> **Dataset rows**
----

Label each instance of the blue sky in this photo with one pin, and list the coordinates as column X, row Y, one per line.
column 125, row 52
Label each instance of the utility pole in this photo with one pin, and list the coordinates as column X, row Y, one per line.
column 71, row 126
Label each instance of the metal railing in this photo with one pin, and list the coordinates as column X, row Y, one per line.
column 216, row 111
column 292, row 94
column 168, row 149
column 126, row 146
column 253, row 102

----

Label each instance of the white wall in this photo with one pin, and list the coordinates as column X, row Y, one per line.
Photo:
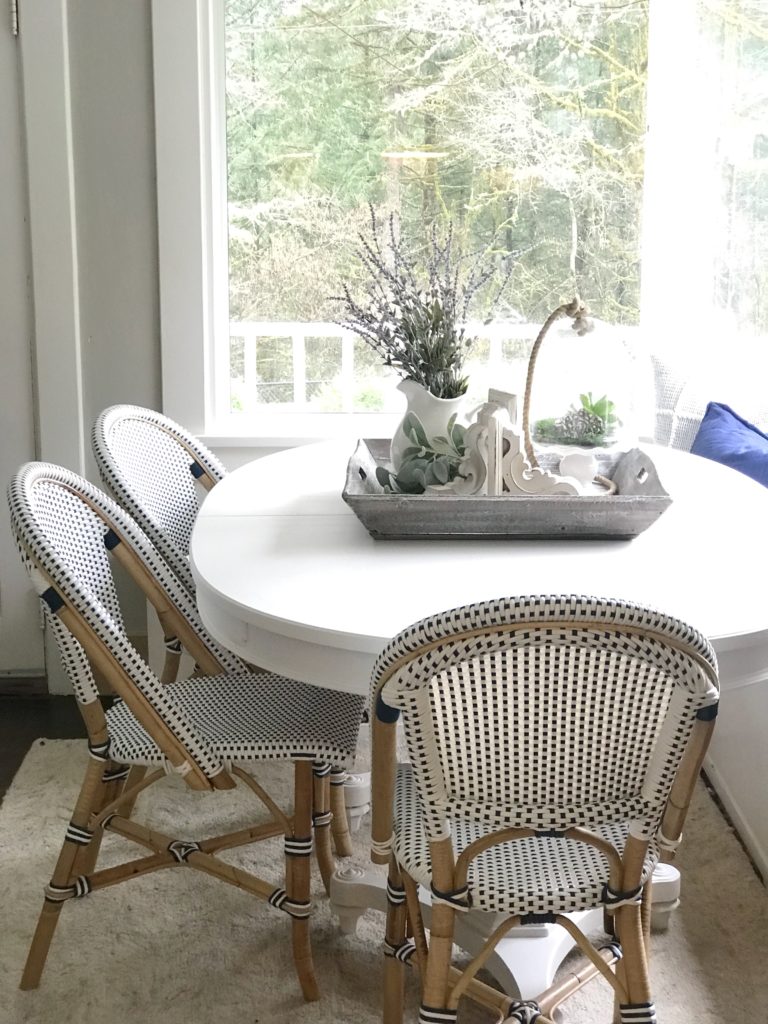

----

> **Requirements**
State how many lines of the records above contain the word "each", and reply with that number alone.

> **Task response**
4